*PROBLEM TO WORK ON:* Take the line containing "Objective — for every instance of the player's" and all lines after it to the end of the records, and output them exactly.

------ DATASET ROWS

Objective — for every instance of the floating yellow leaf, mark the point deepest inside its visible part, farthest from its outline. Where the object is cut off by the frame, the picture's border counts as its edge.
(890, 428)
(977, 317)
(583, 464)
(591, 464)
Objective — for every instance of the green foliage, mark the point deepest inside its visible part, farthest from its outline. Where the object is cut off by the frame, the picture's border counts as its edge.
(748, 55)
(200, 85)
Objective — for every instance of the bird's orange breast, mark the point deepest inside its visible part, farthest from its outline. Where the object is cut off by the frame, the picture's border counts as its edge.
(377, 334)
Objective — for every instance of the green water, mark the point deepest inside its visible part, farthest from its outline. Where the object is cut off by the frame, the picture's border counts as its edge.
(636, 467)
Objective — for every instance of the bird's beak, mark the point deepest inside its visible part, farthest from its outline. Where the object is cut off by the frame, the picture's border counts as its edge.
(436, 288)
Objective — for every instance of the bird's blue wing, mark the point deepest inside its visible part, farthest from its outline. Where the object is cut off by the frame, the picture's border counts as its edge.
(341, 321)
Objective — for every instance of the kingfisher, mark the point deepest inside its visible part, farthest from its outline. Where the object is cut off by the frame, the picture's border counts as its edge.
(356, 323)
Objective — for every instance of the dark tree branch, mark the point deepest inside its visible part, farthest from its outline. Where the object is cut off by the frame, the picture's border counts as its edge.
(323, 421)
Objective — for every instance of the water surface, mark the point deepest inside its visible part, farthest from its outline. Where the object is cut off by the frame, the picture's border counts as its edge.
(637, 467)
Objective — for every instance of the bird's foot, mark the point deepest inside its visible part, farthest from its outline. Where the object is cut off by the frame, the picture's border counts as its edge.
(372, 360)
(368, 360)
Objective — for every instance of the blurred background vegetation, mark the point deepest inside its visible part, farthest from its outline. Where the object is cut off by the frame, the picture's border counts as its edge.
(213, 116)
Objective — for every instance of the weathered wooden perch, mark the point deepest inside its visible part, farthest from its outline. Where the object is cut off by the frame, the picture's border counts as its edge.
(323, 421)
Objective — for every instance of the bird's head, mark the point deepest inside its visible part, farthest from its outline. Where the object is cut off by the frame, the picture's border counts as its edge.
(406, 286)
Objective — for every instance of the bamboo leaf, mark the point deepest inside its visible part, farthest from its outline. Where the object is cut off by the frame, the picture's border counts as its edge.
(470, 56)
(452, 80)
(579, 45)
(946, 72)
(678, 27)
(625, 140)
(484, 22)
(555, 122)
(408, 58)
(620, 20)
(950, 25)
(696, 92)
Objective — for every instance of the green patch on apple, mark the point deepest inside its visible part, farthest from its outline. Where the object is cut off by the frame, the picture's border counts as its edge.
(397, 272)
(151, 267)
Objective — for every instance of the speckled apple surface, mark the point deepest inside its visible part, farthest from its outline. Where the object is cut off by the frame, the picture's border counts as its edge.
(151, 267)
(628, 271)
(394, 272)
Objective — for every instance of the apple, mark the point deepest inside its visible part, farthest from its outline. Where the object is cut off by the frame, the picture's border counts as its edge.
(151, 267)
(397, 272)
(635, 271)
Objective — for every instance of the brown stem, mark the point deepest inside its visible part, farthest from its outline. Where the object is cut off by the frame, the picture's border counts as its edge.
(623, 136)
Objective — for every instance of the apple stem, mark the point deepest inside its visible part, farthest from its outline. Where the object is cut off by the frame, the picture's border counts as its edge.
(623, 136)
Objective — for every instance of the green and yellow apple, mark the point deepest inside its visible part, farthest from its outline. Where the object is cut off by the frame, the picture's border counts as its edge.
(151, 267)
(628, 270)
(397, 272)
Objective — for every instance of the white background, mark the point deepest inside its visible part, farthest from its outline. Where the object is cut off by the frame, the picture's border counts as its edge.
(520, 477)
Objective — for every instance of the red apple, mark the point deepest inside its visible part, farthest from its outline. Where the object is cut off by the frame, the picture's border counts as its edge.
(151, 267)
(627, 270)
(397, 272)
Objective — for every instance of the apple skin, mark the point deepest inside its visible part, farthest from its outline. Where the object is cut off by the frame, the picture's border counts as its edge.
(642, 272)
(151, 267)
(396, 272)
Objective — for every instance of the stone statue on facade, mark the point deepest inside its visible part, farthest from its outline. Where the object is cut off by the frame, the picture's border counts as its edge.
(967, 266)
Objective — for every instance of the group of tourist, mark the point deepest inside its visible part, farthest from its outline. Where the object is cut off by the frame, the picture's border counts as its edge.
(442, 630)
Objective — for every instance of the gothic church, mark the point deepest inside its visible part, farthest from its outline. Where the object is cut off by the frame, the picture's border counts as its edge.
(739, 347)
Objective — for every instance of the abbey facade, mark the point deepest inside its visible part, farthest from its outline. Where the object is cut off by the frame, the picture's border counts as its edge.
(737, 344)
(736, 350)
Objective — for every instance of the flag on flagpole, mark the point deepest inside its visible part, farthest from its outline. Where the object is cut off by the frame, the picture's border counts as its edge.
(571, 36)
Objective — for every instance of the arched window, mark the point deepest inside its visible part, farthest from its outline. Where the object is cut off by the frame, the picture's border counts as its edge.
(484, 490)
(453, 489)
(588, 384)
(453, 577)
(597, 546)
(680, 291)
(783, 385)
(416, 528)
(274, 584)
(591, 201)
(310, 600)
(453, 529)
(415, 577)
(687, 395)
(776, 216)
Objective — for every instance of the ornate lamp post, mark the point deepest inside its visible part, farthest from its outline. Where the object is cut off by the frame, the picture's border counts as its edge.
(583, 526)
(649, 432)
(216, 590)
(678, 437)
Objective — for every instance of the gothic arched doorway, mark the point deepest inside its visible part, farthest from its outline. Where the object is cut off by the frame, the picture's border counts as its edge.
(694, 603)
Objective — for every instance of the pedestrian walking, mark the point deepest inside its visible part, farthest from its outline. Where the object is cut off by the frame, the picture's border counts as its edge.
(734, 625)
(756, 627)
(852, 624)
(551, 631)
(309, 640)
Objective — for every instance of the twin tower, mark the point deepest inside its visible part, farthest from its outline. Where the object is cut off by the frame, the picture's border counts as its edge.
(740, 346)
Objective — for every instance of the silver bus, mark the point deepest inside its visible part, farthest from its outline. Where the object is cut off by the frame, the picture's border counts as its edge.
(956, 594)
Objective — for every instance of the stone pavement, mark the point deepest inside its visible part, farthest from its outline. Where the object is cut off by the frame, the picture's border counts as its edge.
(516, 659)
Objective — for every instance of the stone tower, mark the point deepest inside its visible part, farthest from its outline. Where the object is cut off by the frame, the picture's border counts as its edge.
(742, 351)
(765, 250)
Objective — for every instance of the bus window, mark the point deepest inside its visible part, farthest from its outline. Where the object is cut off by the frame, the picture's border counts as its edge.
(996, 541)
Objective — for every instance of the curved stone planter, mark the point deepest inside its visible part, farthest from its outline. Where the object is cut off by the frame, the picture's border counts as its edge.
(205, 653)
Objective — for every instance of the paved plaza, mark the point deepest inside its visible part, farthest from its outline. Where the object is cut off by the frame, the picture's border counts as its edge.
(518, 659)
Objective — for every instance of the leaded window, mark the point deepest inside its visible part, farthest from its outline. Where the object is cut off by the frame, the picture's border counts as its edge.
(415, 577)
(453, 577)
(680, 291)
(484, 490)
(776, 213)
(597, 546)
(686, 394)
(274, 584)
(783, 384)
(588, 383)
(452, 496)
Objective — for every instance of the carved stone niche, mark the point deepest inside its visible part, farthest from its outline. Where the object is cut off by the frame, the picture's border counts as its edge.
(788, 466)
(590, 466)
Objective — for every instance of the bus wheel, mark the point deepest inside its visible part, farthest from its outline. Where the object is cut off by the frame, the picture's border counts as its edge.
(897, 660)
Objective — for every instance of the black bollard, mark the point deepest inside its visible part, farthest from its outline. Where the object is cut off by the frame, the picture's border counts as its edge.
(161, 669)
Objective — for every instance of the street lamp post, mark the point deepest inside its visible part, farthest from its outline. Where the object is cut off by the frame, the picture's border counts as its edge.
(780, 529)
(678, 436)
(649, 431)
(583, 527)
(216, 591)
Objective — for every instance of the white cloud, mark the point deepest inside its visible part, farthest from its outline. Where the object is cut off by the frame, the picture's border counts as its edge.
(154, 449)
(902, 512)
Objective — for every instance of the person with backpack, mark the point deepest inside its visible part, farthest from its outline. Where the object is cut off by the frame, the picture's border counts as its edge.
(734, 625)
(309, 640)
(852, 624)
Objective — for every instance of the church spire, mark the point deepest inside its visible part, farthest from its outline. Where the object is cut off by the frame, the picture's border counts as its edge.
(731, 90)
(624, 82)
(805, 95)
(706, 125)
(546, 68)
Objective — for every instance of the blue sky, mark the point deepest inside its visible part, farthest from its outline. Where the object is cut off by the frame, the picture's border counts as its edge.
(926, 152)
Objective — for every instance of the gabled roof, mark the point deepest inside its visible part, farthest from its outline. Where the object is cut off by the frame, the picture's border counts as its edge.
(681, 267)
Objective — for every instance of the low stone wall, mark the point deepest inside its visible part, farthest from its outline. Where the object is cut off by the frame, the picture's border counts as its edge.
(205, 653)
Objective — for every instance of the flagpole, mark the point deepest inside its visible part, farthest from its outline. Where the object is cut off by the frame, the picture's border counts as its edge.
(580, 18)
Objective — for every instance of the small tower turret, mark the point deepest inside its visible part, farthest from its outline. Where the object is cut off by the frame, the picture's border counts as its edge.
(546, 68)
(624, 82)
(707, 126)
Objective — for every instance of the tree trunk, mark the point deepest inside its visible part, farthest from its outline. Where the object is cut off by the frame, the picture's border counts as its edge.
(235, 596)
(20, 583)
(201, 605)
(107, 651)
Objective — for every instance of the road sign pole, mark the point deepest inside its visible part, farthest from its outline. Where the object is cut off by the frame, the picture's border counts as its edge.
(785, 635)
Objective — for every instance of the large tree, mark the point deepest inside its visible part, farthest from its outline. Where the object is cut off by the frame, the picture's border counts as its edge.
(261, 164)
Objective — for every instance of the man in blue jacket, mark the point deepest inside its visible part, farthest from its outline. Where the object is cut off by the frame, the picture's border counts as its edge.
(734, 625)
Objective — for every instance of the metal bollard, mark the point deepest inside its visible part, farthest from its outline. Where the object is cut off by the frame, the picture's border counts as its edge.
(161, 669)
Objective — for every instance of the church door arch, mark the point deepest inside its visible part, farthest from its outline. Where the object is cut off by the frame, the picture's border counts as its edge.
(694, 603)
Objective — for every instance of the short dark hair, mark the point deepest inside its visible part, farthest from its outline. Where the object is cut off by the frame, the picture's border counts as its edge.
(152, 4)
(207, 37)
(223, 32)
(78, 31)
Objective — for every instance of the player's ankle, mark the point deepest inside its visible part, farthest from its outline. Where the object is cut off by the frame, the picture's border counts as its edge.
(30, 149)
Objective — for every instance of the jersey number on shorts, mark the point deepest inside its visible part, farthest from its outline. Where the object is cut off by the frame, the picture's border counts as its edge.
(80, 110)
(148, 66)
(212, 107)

------------

*RESPONSE TO THIS TASK:*
Objective — for every instance of the player's ankle, mark the point deepest inside its visible part, farthest from its outline. Where the object is cut off by the frame, the picture's border counts as its edge.
(30, 149)
Objective — for every instance of the jersey number on shorts, mark the point deepest inside its visible part, farthest from its outline. Where the object is cut off by the frame, the picture's border counts as its edge.
(80, 110)
(148, 66)
(212, 107)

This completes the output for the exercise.